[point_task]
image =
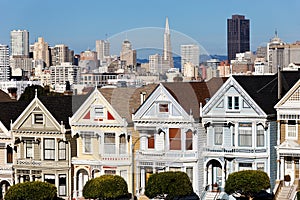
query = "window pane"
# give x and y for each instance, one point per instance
(109, 143)
(189, 140)
(175, 139)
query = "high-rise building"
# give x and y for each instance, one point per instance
(238, 36)
(4, 63)
(102, 49)
(41, 51)
(128, 54)
(189, 54)
(167, 51)
(19, 43)
(61, 53)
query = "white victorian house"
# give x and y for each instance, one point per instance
(169, 131)
(241, 128)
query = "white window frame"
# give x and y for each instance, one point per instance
(234, 99)
(289, 126)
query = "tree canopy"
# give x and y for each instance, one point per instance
(35, 190)
(106, 187)
(169, 185)
(247, 182)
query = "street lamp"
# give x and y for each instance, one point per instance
(132, 158)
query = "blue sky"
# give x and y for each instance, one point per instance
(79, 23)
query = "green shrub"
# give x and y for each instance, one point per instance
(247, 182)
(32, 191)
(168, 185)
(105, 187)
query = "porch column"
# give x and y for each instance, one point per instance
(75, 187)
(282, 165)
(143, 180)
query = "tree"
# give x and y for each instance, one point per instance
(169, 185)
(35, 190)
(248, 182)
(106, 187)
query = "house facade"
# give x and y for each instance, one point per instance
(169, 131)
(241, 127)
(41, 138)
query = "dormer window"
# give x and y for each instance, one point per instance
(163, 107)
(38, 119)
(233, 103)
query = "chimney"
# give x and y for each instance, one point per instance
(279, 81)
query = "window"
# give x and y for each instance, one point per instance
(245, 134)
(122, 144)
(87, 139)
(151, 142)
(189, 140)
(175, 139)
(291, 129)
(49, 178)
(233, 103)
(218, 135)
(62, 150)
(62, 185)
(109, 143)
(99, 111)
(163, 107)
(260, 137)
(9, 154)
(38, 119)
(49, 149)
(29, 149)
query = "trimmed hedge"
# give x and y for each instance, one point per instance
(169, 185)
(106, 187)
(35, 190)
(247, 182)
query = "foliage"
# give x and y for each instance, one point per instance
(105, 187)
(29, 92)
(247, 182)
(35, 190)
(169, 185)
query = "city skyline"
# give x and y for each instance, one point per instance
(80, 25)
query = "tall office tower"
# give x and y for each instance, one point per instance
(4, 63)
(128, 54)
(155, 63)
(167, 51)
(41, 51)
(189, 54)
(238, 36)
(102, 49)
(19, 43)
(61, 53)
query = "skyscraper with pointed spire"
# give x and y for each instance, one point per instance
(167, 51)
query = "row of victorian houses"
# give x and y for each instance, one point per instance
(206, 129)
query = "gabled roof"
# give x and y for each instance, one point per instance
(62, 107)
(10, 111)
(190, 94)
(126, 100)
(263, 89)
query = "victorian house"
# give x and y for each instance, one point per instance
(103, 129)
(41, 141)
(241, 127)
(170, 132)
(288, 143)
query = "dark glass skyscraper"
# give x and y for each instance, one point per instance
(238, 35)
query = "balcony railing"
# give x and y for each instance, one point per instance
(233, 150)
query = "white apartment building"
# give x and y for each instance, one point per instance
(19, 43)
(189, 53)
(4, 63)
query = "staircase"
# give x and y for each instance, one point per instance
(285, 193)
(211, 195)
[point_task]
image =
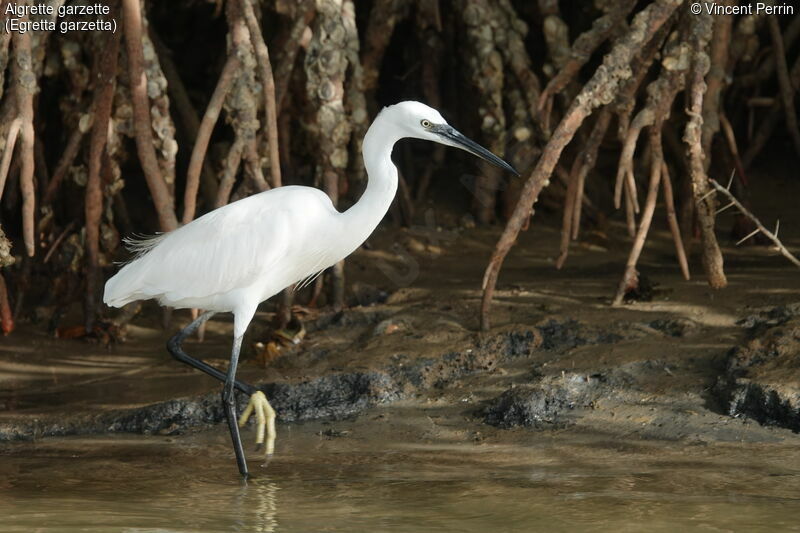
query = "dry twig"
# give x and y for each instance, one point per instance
(759, 226)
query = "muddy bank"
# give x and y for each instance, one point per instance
(762, 376)
(335, 396)
(556, 374)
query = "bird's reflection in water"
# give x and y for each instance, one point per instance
(257, 503)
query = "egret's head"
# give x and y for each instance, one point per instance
(423, 122)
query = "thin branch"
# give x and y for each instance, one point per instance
(759, 226)
(785, 83)
(162, 199)
(8, 152)
(672, 219)
(64, 164)
(105, 74)
(26, 87)
(268, 82)
(204, 136)
(712, 256)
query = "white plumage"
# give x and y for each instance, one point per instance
(237, 256)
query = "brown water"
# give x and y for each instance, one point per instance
(364, 480)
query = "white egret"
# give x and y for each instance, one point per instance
(237, 256)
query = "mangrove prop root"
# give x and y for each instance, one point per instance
(599, 90)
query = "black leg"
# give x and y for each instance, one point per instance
(175, 348)
(229, 405)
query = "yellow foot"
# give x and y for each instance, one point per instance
(265, 418)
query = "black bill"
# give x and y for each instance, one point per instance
(458, 140)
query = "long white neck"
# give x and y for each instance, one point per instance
(363, 217)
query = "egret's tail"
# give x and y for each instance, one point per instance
(124, 287)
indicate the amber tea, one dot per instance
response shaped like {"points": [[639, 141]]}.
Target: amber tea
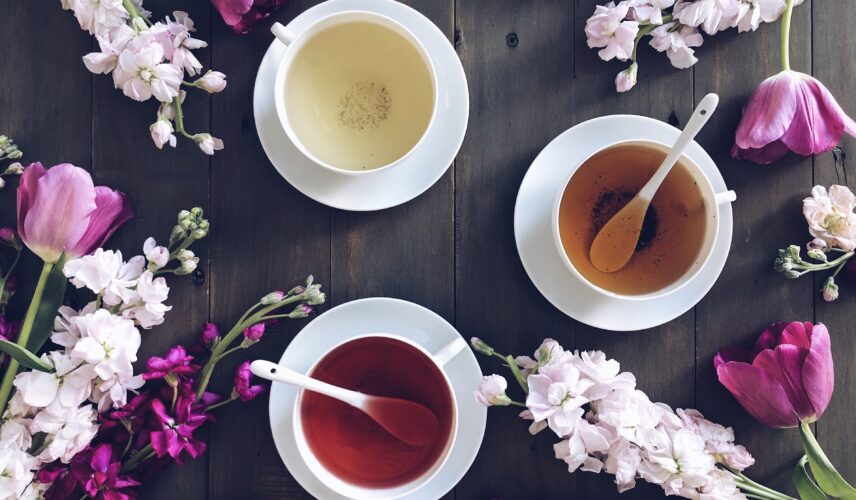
{"points": [[674, 230]]}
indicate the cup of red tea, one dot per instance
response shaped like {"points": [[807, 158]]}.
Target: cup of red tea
{"points": [[347, 450]]}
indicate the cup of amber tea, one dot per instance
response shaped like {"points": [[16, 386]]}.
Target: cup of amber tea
{"points": [[677, 236]]}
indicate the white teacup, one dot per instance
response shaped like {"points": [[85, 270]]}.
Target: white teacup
{"points": [[349, 490], [712, 201], [356, 91]]}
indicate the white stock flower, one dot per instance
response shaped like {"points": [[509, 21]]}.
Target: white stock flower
{"points": [[105, 272], [491, 391], [146, 306], [608, 30], [111, 44], [830, 216], [556, 395], [677, 44], [15, 473], [208, 144], [99, 16], [69, 430], [107, 342], [158, 256], [142, 73]]}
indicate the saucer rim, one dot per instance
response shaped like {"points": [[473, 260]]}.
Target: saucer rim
{"points": [[610, 313], [456, 88], [472, 417]]}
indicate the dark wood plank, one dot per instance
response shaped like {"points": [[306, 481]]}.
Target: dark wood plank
{"points": [[160, 183], [521, 96], [749, 295], [266, 236], [831, 52]]}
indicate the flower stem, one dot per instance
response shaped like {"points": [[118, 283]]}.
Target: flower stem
{"points": [[784, 43], [24, 336]]}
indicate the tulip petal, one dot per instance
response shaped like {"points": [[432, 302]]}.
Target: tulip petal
{"points": [[818, 122], [59, 210], [112, 210], [818, 371], [26, 191], [769, 112], [785, 363], [759, 393]]}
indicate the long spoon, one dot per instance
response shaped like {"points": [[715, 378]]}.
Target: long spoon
{"points": [[408, 421], [615, 243]]}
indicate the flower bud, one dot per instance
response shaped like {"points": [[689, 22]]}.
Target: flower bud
{"points": [[830, 290], [272, 298]]}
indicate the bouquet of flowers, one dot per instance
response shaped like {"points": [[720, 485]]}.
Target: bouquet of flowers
{"points": [[832, 223], [605, 424], [81, 422], [149, 59]]}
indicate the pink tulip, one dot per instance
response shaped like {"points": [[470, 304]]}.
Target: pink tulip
{"points": [[790, 111], [786, 379], [61, 210], [242, 15]]}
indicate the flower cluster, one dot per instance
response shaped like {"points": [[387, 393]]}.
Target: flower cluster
{"points": [[605, 423], [832, 222], [674, 27], [149, 60]]}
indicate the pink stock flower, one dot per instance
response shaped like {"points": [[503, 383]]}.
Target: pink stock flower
{"points": [[242, 15], [61, 210], [786, 379], [790, 111], [243, 380], [173, 366]]}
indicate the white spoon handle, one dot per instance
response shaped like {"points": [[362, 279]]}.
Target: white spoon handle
{"points": [[277, 373], [699, 118]]}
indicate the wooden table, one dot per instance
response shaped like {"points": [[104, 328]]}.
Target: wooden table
{"points": [[452, 250]]}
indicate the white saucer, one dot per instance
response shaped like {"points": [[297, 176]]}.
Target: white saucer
{"points": [[533, 227], [388, 187], [397, 317]]}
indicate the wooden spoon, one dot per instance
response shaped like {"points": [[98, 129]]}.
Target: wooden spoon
{"points": [[410, 422], [615, 243]]}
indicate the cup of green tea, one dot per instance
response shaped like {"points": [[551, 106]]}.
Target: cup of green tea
{"points": [[356, 91], [680, 229]]}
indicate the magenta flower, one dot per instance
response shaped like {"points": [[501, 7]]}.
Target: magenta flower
{"points": [[255, 332], [61, 210], [243, 380], [786, 379], [790, 111], [173, 366], [242, 15], [174, 433]]}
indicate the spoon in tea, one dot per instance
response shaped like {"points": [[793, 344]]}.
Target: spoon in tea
{"points": [[408, 421], [615, 243]]}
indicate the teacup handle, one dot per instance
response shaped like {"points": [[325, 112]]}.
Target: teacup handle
{"points": [[726, 197], [448, 352], [282, 34]]}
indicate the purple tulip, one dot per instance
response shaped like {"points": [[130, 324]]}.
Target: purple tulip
{"points": [[243, 379], [61, 210], [786, 379], [790, 111], [242, 15]]}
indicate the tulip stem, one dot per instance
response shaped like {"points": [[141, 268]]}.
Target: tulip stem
{"points": [[24, 336], [784, 43]]}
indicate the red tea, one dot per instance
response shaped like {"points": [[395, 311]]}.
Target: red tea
{"points": [[349, 443]]}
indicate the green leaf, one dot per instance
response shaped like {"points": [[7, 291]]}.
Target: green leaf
{"points": [[24, 357], [806, 487], [829, 480], [51, 301]]}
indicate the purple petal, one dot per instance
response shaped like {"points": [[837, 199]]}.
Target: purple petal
{"points": [[818, 372], [759, 393], [112, 210], [59, 211]]}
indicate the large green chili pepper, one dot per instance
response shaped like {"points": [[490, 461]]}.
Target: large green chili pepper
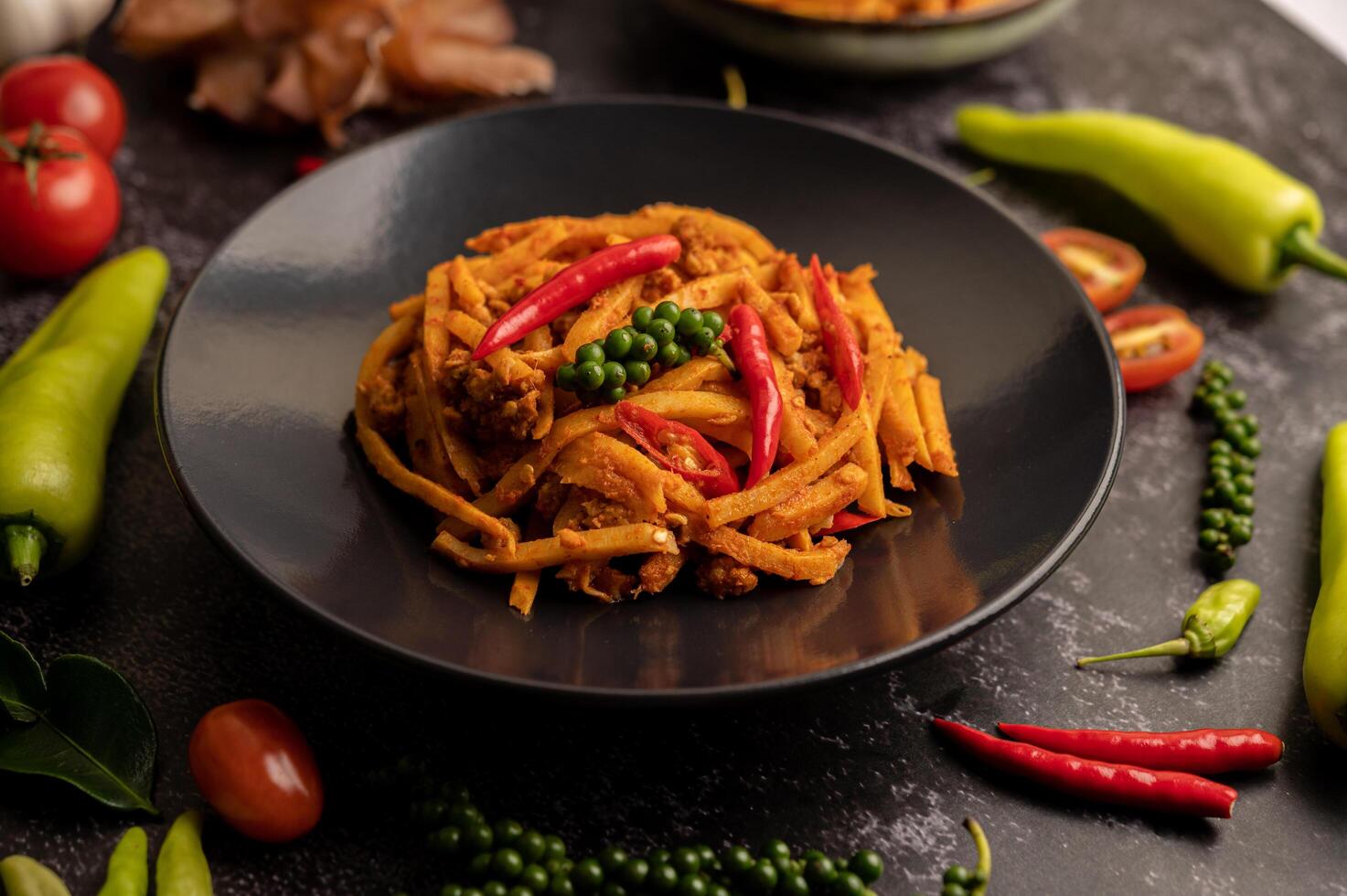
{"points": [[59, 394], [1326, 650], [1227, 207], [22, 876], [181, 868], [128, 867], [1210, 628]]}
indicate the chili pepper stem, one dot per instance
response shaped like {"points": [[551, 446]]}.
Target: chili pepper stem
{"points": [[1304, 248], [1178, 647], [984, 867], [722, 356], [25, 546]]}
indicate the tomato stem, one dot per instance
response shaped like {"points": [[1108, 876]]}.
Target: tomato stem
{"points": [[25, 546]]}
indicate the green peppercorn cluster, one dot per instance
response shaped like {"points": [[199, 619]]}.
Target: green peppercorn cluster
{"points": [[666, 335], [508, 859], [1227, 517], [960, 880]]}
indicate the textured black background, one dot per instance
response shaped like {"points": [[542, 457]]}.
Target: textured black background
{"points": [[837, 767]]}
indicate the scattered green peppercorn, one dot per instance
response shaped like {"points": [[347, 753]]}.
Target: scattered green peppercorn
{"points": [[446, 839], [507, 864], [692, 885], [637, 372], [589, 352], [589, 376], [478, 837], [689, 322], [535, 878], [532, 847], [848, 884], [644, 347], [712, 321], [617, 346], [661, 332]]}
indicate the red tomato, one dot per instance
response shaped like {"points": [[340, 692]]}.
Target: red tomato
{"points": [[65, 91], [255, 767], [59, 204], [1107, 269], [1155, 344]]}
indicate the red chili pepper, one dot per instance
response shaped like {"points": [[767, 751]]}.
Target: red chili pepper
{"points": [[306, 165], [838, 338], [1144, 788], [1207, 751], [843, 520], [754, 363], [577, 283], [655, 434]]}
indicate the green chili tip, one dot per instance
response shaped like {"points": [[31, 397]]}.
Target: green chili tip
{"points": [[25, 546], [1303, 247], [984, 868]]}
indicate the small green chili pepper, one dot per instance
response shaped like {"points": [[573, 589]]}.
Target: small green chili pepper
{"points": [[23, 876], [1324, 668], [1210, 628], [181, 868], [1247, 221], [128, 867], [59, 394]]}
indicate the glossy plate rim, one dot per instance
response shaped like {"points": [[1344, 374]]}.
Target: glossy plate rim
{"points": [[678, 696]]}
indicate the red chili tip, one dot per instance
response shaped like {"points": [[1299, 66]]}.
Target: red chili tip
{"points": [[306, 165]]}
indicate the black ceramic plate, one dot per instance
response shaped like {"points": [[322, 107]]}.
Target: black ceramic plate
{"points": [[258, 369]]}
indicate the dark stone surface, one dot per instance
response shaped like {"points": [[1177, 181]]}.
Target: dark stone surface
{"points": [[838, 767]]}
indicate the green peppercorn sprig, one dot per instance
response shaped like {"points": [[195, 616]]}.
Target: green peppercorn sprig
{"points": [[970, 881], [666, 335], [1226, 522], [508, 859]]}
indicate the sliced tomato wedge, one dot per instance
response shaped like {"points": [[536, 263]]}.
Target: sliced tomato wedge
{"points": [[1107, 269], [1155, 344]]}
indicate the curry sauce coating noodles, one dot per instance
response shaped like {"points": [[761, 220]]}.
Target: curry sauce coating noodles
{"points": [[618, 512]]}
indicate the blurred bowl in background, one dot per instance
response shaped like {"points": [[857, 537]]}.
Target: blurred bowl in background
{"points": [[907, 45]]}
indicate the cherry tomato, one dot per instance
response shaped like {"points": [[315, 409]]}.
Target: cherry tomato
{"points": [[59, 204], [1107, 269], [255, 767], [68, 91], [1155, 344]]}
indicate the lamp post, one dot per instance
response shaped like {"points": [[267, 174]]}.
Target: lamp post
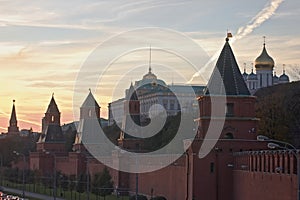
{"points": [[276, 144], [87, 179], [54, 173], [1, 169], [23, 172]]}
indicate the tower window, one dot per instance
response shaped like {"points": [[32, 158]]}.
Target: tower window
{"points": [[228, 136], [212, 167]]}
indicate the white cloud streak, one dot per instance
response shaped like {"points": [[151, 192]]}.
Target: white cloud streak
{"points": [[265, 14]]}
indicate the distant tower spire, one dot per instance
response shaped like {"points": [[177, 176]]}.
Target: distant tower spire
{"points": [[150, 60], [13, 122]]}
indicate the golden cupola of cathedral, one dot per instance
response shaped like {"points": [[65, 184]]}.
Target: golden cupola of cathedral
{"points": [[264, 61]]}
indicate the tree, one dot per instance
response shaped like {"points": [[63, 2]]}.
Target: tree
{"points": [[102, 183]]}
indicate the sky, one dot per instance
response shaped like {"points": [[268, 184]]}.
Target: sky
{"points": [[45, 44]]}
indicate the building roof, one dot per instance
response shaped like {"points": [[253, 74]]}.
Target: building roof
{"points": [[252, 76], [90, 101], [226, 77], [284, 77]]}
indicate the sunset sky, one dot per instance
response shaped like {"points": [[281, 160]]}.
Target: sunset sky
{"points": [[43, 44]]}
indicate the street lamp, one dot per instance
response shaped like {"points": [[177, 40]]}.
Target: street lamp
{"points": [[276, 144], [87, 179], [54, 173], [1, 170], [23, 172]]}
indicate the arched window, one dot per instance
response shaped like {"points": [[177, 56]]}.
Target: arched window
{"points": [[228, 136]]}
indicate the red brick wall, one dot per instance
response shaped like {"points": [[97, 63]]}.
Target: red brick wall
{"points": [[263, 186]]}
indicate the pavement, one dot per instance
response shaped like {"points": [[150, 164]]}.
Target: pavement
{"points": [[29, 194]]}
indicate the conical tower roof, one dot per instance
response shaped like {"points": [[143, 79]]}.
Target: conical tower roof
{"points": [[90, 101], [226, 78], [52, 107]]}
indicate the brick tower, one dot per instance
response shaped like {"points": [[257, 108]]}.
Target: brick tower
{"points": [[210, 177], [52, 138], [13, 128]]}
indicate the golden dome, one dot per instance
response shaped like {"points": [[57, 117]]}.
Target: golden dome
{"points": [[264, 61]]}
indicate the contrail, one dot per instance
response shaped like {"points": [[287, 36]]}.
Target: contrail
{"points": [[255, 22], [21, 120]]}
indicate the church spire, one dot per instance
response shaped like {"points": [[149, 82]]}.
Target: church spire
{"points": [[13, 122]]}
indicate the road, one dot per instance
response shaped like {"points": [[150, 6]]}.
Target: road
{"points": [[30, 194]]}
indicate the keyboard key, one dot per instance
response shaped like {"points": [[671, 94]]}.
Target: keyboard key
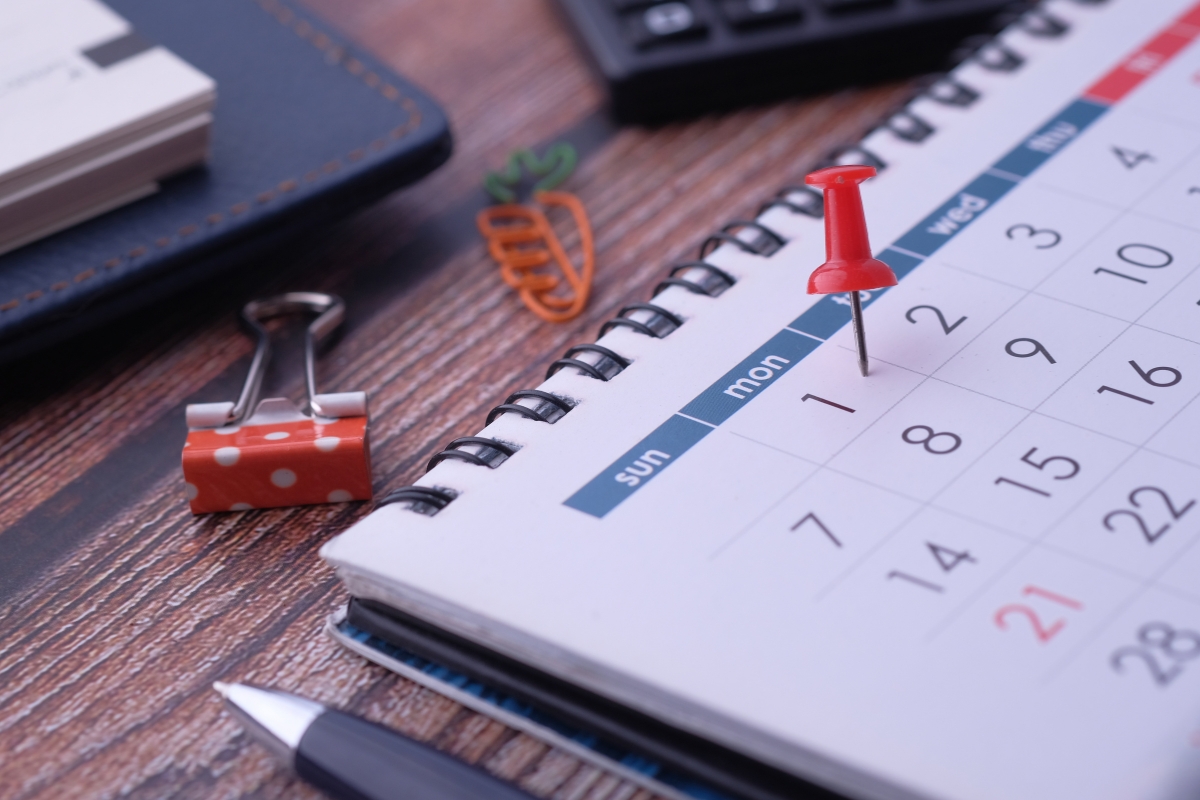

[Instruction] Pick out every line of the material above that contains the word "dark", and copy each one in full.

[Answer to the exercise]
query = "dark glass skyscraper"
indicate the dark wood plank, one dot per instance
Target: dark wood plank
indicate the dark stone surface, one dot per instance
Target: dark stone surface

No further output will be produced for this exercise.